Exercise:
Report how many lines in the rows below contain the word "person", giving only the number.

[Extracted records]
--- begin ---

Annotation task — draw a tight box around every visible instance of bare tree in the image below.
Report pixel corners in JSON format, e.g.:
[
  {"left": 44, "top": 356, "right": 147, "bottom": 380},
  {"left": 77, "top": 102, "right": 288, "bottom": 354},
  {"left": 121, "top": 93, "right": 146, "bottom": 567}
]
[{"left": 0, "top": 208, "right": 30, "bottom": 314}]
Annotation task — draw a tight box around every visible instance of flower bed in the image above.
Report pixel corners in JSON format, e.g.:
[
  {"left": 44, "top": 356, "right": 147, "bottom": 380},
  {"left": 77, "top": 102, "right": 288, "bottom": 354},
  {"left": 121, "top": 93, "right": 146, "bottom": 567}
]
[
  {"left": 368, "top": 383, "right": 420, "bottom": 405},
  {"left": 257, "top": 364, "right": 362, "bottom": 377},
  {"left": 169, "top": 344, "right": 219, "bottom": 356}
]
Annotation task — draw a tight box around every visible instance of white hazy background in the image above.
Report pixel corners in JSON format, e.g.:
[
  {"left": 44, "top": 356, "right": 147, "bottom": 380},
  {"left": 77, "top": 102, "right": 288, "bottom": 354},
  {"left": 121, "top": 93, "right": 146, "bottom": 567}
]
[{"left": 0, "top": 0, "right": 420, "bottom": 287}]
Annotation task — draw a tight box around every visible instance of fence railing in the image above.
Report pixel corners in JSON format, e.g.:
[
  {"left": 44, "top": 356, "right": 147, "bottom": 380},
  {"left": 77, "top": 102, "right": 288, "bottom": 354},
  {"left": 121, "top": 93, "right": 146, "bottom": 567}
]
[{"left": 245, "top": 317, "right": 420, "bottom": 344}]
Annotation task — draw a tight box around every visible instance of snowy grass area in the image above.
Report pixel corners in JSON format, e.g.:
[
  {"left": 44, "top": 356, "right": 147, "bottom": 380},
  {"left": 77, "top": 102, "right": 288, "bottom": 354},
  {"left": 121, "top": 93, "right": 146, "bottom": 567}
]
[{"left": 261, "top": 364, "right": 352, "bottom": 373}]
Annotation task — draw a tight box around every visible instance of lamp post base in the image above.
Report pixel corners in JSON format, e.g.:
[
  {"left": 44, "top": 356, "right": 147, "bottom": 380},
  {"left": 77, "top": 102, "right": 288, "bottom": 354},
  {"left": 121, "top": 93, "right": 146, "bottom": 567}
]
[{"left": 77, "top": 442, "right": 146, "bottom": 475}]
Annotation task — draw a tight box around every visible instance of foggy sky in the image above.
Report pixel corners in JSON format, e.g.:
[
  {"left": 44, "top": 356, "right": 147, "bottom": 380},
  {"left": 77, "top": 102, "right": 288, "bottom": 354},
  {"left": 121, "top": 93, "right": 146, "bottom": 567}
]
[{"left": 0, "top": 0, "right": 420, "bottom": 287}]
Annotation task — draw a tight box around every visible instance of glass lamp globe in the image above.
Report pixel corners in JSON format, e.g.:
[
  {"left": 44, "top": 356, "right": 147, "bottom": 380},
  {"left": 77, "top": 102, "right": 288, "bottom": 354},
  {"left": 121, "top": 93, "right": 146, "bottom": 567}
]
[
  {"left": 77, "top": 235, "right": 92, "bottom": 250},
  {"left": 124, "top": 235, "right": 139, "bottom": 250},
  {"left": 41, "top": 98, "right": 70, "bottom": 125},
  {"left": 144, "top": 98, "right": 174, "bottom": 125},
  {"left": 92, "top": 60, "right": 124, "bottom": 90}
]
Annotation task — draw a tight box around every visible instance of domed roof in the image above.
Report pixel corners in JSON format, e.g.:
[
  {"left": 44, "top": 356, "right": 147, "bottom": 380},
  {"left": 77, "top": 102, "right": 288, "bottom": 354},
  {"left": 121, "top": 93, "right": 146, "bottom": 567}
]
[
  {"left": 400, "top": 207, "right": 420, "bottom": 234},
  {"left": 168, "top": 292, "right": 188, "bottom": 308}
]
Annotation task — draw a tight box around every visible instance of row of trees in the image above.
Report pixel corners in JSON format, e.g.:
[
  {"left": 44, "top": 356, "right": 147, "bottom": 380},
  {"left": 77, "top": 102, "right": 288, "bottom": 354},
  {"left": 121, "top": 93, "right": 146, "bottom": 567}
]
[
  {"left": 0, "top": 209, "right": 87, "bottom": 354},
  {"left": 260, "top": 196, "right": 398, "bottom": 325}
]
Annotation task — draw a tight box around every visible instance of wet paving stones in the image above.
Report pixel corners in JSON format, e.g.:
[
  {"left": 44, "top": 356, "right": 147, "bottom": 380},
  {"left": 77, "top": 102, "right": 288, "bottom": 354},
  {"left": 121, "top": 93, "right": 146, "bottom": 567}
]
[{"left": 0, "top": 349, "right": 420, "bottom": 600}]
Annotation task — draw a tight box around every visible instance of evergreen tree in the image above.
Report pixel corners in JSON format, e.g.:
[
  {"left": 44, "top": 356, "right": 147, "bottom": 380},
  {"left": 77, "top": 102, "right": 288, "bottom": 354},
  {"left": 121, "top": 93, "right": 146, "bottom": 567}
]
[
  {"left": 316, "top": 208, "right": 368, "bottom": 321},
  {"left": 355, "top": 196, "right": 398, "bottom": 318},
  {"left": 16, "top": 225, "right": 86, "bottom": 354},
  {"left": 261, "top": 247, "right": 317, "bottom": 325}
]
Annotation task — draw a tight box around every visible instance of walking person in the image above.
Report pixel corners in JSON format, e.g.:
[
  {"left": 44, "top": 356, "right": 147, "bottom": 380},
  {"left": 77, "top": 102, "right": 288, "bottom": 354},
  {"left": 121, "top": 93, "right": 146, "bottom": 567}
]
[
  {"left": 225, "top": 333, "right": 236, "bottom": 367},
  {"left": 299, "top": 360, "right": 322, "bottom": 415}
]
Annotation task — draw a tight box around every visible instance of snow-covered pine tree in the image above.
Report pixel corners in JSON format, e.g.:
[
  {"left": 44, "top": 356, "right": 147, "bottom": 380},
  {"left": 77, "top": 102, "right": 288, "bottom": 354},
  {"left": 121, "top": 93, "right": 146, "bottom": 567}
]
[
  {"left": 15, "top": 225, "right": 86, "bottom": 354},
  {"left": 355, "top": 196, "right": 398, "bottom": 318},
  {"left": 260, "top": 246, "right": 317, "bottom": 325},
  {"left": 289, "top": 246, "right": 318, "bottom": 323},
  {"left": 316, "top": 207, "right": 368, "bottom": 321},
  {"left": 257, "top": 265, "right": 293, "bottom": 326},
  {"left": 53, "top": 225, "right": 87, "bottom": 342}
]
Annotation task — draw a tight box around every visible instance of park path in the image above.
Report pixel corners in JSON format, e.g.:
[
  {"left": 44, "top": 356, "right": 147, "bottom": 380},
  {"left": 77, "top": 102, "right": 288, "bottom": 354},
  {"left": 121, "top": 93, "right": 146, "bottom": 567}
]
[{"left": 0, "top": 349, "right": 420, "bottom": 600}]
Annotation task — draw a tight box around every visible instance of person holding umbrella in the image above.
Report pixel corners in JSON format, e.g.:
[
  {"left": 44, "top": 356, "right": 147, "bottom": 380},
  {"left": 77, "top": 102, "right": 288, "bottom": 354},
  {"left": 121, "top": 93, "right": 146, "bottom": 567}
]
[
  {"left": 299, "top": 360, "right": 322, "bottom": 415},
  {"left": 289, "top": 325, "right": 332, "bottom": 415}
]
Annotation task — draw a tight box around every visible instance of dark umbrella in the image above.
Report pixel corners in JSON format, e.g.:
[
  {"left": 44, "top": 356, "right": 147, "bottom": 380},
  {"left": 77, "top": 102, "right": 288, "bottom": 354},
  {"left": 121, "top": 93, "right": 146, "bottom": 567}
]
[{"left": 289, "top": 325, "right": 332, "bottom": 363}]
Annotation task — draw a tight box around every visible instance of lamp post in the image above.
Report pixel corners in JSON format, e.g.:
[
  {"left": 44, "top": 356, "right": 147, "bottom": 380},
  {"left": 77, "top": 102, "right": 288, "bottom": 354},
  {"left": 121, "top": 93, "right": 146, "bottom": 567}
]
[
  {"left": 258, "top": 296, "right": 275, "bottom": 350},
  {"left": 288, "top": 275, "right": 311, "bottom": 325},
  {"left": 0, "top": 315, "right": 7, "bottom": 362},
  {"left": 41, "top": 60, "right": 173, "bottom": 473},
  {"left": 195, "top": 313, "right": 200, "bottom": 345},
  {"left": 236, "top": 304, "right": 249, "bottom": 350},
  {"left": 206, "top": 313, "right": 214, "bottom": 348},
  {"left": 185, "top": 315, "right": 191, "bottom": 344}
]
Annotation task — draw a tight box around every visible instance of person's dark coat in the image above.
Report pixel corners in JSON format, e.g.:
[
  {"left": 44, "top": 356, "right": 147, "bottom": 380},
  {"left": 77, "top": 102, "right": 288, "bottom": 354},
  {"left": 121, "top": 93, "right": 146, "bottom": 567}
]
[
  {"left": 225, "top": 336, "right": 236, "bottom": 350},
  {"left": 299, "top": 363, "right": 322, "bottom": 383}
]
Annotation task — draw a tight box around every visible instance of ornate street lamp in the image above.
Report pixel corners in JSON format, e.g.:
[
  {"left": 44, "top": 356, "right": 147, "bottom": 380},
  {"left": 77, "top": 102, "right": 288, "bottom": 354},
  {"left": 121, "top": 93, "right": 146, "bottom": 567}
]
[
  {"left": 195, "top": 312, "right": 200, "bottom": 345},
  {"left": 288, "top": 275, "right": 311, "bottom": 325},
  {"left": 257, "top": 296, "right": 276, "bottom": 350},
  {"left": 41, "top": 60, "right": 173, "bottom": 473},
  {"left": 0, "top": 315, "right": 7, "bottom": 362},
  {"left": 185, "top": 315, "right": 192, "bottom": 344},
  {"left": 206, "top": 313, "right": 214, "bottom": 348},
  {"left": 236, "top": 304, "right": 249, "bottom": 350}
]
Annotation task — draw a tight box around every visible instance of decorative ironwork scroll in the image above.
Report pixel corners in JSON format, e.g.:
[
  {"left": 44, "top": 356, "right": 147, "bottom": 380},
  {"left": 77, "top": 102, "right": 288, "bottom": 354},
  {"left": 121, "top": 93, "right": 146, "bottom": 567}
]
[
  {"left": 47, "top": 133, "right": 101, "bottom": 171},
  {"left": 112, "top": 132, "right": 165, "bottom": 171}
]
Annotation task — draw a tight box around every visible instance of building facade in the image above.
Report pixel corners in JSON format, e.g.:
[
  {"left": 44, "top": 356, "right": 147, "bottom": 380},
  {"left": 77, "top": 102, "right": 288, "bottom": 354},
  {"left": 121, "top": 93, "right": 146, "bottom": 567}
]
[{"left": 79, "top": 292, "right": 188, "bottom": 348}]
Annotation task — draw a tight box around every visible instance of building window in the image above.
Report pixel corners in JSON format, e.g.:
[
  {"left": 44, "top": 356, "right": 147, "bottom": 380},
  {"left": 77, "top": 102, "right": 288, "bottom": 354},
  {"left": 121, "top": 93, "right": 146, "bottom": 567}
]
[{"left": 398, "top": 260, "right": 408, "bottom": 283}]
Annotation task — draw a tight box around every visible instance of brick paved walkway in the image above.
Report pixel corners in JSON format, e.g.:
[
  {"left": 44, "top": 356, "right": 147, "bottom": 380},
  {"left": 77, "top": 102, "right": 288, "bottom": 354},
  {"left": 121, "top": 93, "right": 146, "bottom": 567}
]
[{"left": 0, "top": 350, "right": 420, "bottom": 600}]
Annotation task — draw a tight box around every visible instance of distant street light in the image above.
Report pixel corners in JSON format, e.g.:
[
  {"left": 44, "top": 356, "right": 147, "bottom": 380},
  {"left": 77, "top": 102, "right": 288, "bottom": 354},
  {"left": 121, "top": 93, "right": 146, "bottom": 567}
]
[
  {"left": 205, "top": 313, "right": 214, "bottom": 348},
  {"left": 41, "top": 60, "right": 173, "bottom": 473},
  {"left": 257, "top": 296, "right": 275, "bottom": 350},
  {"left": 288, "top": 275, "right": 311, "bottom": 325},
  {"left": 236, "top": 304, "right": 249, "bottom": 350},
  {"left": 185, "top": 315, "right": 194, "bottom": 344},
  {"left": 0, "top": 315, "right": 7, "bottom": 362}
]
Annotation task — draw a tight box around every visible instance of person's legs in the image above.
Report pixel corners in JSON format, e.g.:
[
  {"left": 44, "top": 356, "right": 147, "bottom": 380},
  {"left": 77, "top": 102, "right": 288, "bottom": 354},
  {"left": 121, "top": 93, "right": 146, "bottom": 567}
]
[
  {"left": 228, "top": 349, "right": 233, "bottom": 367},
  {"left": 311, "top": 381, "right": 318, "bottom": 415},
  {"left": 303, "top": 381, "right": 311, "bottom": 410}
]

--- end ---

Exercise response:
4